# Excerpt to read:
** begin **
And years ago, we adopted a daughter, mina. She’s my minamy oldest daughter. She’s now 12. And we’ve been very careful to raise mina as much as possible within this Indian worldview and Indian culture. But at the same time, it is problematic.

The more we intermarry with eurochristians, the more we get separated from our world, from our worldview, from our culture, from our language. Ideally, I want my daughter and my sons to marry wazhazhe people, to marry wazhazhe men and women. My three sons are all married to eurochristians, no, two of them are married to eurochristians, one of them is married in Taiwan to a Mandarin-speaking woman, and my grandkids are probably the only wazhazhe in the universe who speak Mandarin as a first language and speak English on Saturday nights when they Skype with me. But thank you for the question, it is a problem and I do want to hear what other people have to say about it.

Tessa: Hi, Tink and Professor Glenn, good to see you. Good to see everyone else here. I just wanted to add that, even though intermarriage happens, it’s still up to the individual nation to determine citizenship. It’s like quantum is something that was not created by us, you know, Anishinaabeg didn’t have blood quantum in the past, you know, so if I choose to marry out in the future and marry someone who is not Anishinaabeg, my children would still be Anishinaabeg, and their children would be Anishinaabeg. It’s up to our nations to determine who our citizens are and even if, I don’t want to use that one drop blood rule, that’s not the right word to say, but it’s what’s coming to mind, even though that might lessen, my peoples would still be Anishinaabe, you know.
** end **
[Coordinate labeling data]
** begin **
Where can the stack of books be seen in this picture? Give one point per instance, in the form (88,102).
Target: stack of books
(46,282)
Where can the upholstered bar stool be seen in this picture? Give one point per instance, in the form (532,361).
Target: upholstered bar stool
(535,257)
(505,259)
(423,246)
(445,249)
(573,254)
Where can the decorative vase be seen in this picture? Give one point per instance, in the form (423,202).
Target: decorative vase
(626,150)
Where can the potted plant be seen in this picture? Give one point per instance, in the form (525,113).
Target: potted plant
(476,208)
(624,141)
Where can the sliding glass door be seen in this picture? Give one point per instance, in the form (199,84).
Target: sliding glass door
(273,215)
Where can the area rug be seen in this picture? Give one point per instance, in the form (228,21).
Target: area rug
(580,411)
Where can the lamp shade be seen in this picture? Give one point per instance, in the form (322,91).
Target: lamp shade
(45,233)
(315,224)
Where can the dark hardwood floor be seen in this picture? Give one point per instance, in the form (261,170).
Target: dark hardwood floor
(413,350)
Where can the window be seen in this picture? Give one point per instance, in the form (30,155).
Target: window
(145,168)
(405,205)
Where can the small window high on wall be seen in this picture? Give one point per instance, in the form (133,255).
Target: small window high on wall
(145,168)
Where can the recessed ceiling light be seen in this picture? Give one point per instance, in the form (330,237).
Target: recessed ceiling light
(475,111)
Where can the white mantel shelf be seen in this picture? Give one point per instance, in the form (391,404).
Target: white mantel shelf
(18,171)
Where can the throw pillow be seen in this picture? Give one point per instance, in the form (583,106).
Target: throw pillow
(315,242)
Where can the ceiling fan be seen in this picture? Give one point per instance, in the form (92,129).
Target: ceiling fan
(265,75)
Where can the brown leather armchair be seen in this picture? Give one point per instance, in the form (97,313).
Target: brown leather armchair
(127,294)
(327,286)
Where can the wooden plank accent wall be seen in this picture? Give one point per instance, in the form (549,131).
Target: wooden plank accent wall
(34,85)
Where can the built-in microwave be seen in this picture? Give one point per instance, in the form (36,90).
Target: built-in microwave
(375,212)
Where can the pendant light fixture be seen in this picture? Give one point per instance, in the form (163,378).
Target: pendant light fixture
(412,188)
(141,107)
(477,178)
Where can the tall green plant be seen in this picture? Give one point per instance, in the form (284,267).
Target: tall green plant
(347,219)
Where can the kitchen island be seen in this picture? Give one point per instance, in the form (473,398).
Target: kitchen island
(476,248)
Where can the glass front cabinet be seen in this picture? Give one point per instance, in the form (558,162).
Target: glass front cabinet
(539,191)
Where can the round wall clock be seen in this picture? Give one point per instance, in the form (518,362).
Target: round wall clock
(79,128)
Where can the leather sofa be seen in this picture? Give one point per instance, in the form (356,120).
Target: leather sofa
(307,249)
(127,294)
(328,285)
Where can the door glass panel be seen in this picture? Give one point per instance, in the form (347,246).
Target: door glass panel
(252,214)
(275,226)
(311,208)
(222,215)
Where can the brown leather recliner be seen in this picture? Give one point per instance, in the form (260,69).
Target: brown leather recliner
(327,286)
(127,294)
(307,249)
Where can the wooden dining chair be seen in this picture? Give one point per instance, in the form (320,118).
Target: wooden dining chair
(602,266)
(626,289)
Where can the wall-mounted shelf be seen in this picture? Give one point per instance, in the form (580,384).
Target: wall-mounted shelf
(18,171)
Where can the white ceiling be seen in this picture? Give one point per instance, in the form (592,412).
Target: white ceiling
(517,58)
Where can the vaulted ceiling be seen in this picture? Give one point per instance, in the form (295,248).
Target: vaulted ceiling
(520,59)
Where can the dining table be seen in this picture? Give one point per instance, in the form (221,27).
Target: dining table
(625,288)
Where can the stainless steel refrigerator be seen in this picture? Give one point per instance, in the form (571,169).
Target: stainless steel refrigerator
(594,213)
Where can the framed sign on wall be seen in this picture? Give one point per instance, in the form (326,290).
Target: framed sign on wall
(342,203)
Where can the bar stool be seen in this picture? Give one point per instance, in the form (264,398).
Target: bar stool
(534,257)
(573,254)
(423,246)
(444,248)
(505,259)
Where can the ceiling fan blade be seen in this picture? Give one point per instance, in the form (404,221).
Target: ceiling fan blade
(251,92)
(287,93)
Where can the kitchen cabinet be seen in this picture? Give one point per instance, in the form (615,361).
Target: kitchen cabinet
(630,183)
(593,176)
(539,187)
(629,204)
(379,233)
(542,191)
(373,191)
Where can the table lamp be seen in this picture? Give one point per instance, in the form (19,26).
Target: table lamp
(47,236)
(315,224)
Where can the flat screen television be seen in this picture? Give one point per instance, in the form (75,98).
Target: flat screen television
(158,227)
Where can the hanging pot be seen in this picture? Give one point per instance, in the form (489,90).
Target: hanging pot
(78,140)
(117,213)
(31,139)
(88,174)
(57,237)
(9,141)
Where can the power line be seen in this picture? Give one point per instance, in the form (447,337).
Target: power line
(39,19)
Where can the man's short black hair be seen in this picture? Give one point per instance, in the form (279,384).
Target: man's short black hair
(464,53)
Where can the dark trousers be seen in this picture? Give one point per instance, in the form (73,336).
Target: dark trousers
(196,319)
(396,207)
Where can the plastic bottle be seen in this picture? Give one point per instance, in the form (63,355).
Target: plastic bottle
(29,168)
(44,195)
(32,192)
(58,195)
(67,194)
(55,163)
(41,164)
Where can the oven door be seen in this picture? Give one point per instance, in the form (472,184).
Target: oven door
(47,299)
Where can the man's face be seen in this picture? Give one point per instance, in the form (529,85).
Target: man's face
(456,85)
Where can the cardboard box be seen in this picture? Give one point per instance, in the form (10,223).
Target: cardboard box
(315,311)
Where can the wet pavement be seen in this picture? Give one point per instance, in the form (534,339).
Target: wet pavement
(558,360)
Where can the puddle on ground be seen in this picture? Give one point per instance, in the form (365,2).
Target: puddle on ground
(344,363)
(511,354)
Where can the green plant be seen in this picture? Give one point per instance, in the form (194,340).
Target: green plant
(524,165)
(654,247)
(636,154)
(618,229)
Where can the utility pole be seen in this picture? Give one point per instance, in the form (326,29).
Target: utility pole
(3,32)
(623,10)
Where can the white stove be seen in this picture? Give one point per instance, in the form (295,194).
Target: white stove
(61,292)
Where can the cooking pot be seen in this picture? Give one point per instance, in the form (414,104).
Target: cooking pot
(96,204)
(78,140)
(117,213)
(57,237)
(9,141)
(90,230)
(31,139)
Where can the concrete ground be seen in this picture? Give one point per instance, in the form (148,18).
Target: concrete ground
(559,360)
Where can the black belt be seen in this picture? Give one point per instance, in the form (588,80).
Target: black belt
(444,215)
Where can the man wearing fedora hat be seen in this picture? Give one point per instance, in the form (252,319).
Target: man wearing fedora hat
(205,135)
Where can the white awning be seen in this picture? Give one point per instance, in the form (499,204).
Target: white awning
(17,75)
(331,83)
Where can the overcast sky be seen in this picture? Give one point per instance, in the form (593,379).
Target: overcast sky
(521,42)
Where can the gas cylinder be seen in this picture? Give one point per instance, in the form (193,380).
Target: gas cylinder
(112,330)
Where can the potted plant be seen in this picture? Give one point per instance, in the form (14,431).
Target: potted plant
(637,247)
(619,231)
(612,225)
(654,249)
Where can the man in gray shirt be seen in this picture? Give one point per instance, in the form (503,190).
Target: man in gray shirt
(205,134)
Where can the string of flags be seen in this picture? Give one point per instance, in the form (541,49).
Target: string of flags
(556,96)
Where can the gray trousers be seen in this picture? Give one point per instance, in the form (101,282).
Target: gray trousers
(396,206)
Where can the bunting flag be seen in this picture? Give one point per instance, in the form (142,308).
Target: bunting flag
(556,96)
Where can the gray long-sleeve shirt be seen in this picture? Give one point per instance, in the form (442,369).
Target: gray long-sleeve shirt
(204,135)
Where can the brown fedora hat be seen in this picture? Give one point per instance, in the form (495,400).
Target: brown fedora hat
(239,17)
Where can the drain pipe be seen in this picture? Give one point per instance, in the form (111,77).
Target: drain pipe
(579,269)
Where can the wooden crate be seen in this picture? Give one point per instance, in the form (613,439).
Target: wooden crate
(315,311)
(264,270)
** end **
# Your tasks:
a: According to the intermarriage discussion, who determines citizenship even when intermarriage happens?
b: Pick up the intermarriage discussion right after its last sentence and keep it going.
The items play no part in this work.

# The results:
a: It is up to the individual nation.

b:
But it would depend on their actions as well. Do they do the things that make them Anishinaabeg? Or do they do the things that make them colonizer? Thanks.

Tink Tinker: Well said. Thank you, Tessa.

Roger Green: There’s a question from Cynthia Rice that says, “Should we rethink the term Indian renaissance that was used earlier?”

Glenn Morris: [Laughs] Well, yeah, but I don’t know. I mean, any of these English labels, I think, are problematic, but that doesn’t mean that in indigenous resistance struggles around the world that people haven’t taken colonizer terminology and turned it on itself. I think about the Kanaks in New Caledonia, or Kanaka Maoli people in Hawaii, where the term “Kanak” was used as a pejorative. It would be the equivalent of the N-word here, and the French colonizers used it against the Indigenous Peoples.

And the Kanaks themselves decided we’re going to possess that term; we are going to reclaim that term. It is a Kanak term, but the colonizer, you turned it into a pejorative, and so it’s our prerogative and it’s our right, and now we believe that we can redefine the term. So, if we wanted to define “Indian Renaissance” in terms different than the European Renaissance, I guess that would be fine with me, but why bother?

That is my point with sovereignty. Why bother? Don’t we have terms that can describe our renewal, our reemergence, our decolonization besides having to resort to colonial monikers? And I guess that’s my whole point about sovereignty is that it’s unnecessary. It’s unnecessary for us to embrace or mimic the vocabulary or the behavior of the invader state.

We have a history that comes from time immemorial here, so to go back to Sheldon’s point about that, the Cistitas, just like I was talking about the Maori and mana motuhake, they have a term. They don’t need sovereignty. I’m sure Cistitas have a term, I’m sure the Osages have a term, I’m sure that everyone has a term. Lakotas have a term, Anishinaabeg have a term that talks about the ability of people freely to determine their destinies, or freely to determine their lives. And so, with regard to Renaissance, I think I’d regard it the same way.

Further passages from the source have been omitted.